TASK MATERIAL:
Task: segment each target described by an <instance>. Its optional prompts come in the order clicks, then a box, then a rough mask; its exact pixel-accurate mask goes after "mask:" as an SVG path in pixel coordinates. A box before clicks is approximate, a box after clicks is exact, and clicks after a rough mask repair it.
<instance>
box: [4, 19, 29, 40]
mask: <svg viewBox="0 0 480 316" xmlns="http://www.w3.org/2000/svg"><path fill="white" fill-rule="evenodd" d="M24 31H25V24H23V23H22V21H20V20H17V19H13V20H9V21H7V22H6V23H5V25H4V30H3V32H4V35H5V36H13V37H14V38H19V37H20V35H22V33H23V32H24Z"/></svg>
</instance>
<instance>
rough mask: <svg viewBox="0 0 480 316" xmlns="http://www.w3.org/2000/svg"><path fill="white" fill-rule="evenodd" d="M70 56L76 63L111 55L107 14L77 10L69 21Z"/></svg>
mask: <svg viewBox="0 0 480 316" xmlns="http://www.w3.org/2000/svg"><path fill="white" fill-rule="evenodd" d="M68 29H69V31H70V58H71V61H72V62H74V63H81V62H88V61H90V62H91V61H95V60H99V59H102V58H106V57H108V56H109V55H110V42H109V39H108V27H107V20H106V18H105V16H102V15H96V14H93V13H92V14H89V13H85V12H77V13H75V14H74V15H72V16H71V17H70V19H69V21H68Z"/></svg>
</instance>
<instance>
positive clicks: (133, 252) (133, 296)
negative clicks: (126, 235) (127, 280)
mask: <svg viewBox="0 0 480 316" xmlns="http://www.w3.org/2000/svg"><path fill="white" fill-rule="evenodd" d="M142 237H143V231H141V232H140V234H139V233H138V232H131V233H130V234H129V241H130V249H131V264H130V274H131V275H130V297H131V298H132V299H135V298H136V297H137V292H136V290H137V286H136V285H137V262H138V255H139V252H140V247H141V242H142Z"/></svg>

WORK TO COMPLETE: Print the material once more, keeping every word as it is.

ANSWER TO THIS PROBLEM:
Task: segment each target described by an <instance>. Its optional prompts come in the order clicks, then a box, then a rough mask; its exact pixel-accurate mask goes after "mask:" as an SVG path in pixel coordinates. A box before clicks is approximate, a box after clicks is exact, and clicks after a rough mask repair it.
<instance>
box: [4, 19, 29, 40]
mask: <svg viewBox="0 0 480 316" xmlns="http://www.w3.org/2000/svg"><path fill="white" fill-rule="evenodd" d="M24 31H25V24H23V23H22V21H20V20H17V19H13V20H9V21H7V22H6V23H5V25H4V30H3V32H4V35H5V36H13V37H14V38H19V37H20V35H22V33H23V32H24Z"/></svg>
</instance>
<instance>
rough mask: <svg viewBox="0 0 480 316" xmlns="http://www.w3.org/2000/svg"><path fill="white" fill-rule="evenodd" d="M70 56L76 63L111 55L107 14L77 10L69 21Z"/></svg>
mask: <svg viewBox="0 0 480 316" xmlns="http://www.w3.org/2000/svg"><path fill="white" fill-rule="evenodd" d="M68 29H69V31H70V58H71V61H72V62H74V63H81V62H88V61H90V62H91V61H95V60H99V59H102V58H106V57H108V56H109V55H110V42H109V39H108V27H107V20H106V18H105V16H102V15H96V14H93V13H92V14H89V13H85V12H77V13H75V14H74V15H72V16H71V17H70V19H69V21H68Z"/></svg>
</instance>
<instance>
positive clicks: (133, 252) (133, 296)
negative clicks: (126, 235) (127, 280)
mask: <svg viewBox="0 0 480 316" xmlns="http://www.w3.org/2000/svg"><path fill="white" fill-rule="evenodd" d="M142 237H143V231H141V232H140V234H139V233H138V232H131V233H130V234H129V241H130V249H131V264H130V274H131V275H130V297H131V298H132V299H135V298H136V297H137V292H136V290H137V286H136V285H137V262H138V255H139V252H140V247H141V242H142Z"/></svg>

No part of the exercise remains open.